Exercises to complete
1. In the soccer passing-network notebook, what value does the code assign to team_name?
2. Extend the soccer passing-network notebook from its final line onward.

Selected passage

%%

In [1]:
import pandas as pd
from pandas import json_normalize
from utils import read_json
import socceraction.vaep as vaep
import numpy as np
import pandas as pd
import json
import warnings
import os

from processing.eventing import StatsBombBasicPassingNetwork, StatsBombValuePassingNetwork

pd.set_option("display.max_columns", None)

warnings.simplefilter(action="ignore", category=pd.errors.PerformanceWarning)

# match_id = 68352
match_id = 69225

lineups = read_json(f"data/eventing/lineups/{match_id}.json")

# team_name = lineups[0]["team_name"]
team_name = "Real Madrid"

In [2]:
names_dict = {
    player["player_name"]: player["player_nickname"]
    for team in lineups
    for player in team["lineup"]
}
names_dict

{'Gnégnéri Yaya Touré': 'Yaya Touré',
 'Daniel Alves da Silva': 'Dani Alves',
 'Sergio Busquets i Burgos': 'Sergio Busquets',
 'Lionel Andrés Messi Cuccittini': 'Lionel Messi',
 'Rafael Márquez Álvarez': 'Rafael Márquez',
 'Eiður Smári Guðjohnsen': 'Eiður Guðjohnsen',
 'Thierry Henry': None,
 'Aliaksandr Hleb': 'Aleksandr Hleb',
 "Samuel Eto''o Fils": "Samuel Eto'o",
 'Carles Puyol i Saforcada': 'Carles Puyol',
 'Xavier Hernández Creus': 'Xavi',
 'Seydou Kéita': 'Seydou Kéita',
 'Víctor Valdés Arribas': 'Víctor Valdés',
 'Eric-Sylvain Bilal Abidal': 'Éric Abidal',
 'Wesley Sneijder': 'W. Sneijder',
 'Sergio Ramos García': 'Sergio Ramos',
 'Gonzalo Gerardo Higuaín': 'Gonzalo Higuaín',
 'Francisco Javier García Fernández': 'Javi García',
 'Iker Casillas Fernández': 'Iker Casillas',
 'Miguel Ángel Salgado Fernández': 'Míchel Salgado',
 'Raúl González Blanco': 'Raúl',
 'Fabio Cannavaro': None,
 'Rafael van der Vaart': 'Rafael van der Vaart',
 'Christoph Metzelder': None,
 'Royston Ricky Dr

In [3]:
events = read_json(f"data/eventing/events/{match_id}.json")

%%

Material provided
%%

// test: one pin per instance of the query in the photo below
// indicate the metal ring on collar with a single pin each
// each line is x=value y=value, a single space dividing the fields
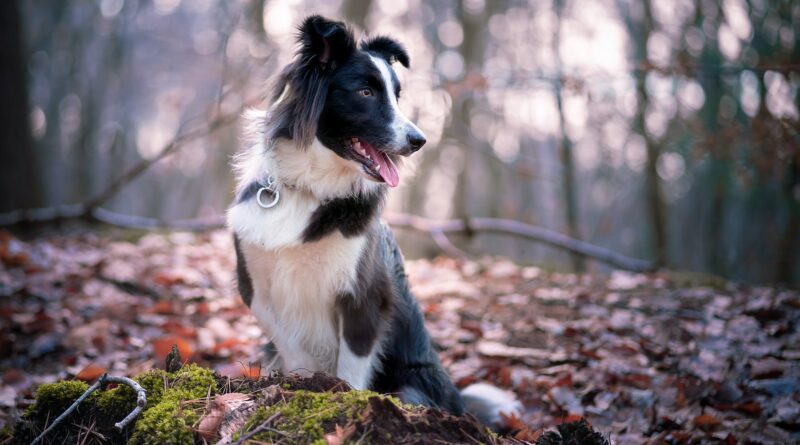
x=275 y=197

%%

Responses for each task
1. "Real Madrid"

2.
df_events = json_normalize(events, sep="_").assign(match_id=match_id)

In [4]:
# We select all successful passes done by the selected team before the minute
# of the first substitution or red card.

first_red_card_minute = df_events[df_events.foul_committed_card_name.isin(["Second Yellow", "Red Card"])].minute.min()
first_substitution_minute = df_events[df_events.type_name == "Substitution"].minute.min()
max_minute = df_events.minute.max()

num_minutes = min(first_substitution_minute, first_red_card_minute, max_minute)

- pass_end_location -> avg distance from opp goal
- pass_type_name -> no of each
- pass_through_ball -> %
- pass completion rate
- avg no of passes
- no of passes received by most advanced player
- avg position distance (exclude goalkeeper)
- Average Number of Unique Passing Links per Player
- Betti Number 0

In [5]:
# Taking into account all legitimate passes. Don't care about the same playing eleven on the field.

df_passes = df_events[
    (df_events.type_name == "Pass")
    & (df_events.pass_outcome_name != "Injury Clearance")
    & (df_events.team_name == team_name)
    # & (df_events.minute < num_minutes)
].copy()

In [6]:
# Function to convert location data to points
def _statsbomb_to_point(location, max_width=120, max_height=80):
    """
    Convert a point's coordinates from a StatsBomb's range to 0-1 range.
    """
    return location[0] / max_width, 1 - (location[1] / max_height)

# Euclidean distance function
def _calculate_distance(point1, point2):
    return np.sqrt((point2[0] - point1[0]) ** 2 + (point2[1] - point1[1]) ** 2)

In [7]:
# avg_dist_opp_goal -> avg distance from opp goal - pass_end_location

def calculate_average_distance_from_goal(df, fixed_point):
    """
    Calculate the average distance from a fixed point in the DataFrame.

    Parameters:
    - df (pd.DataFrame): DataFrame containing the 'location' column.
    - fixed_point (tuple): A tuple (x, y) representing the fixed point.

    Returns:
    - float: The average distance from the fixed point to all points in the 'location' column.
    """

    # Apply transformations and calculate distances
    distances = df["location"].apply(
        lambda x: _calculate_distance(fixed_point, _statsbomb_to_point(x))
    )

    return distances.mean()


goal = (1, 0.5)
average_distance = calculate_average_distance_from_goal(df_passes, goal)
print("Average Distance:", average_distance)

Average Distance: 0.6497966942958443


In [8]:
# pass_type_name -> no of each

def count_pass_type(df, dropna=True, normalize=False):
    """
    Count the occurrences of each unique pass type in a DataFrame.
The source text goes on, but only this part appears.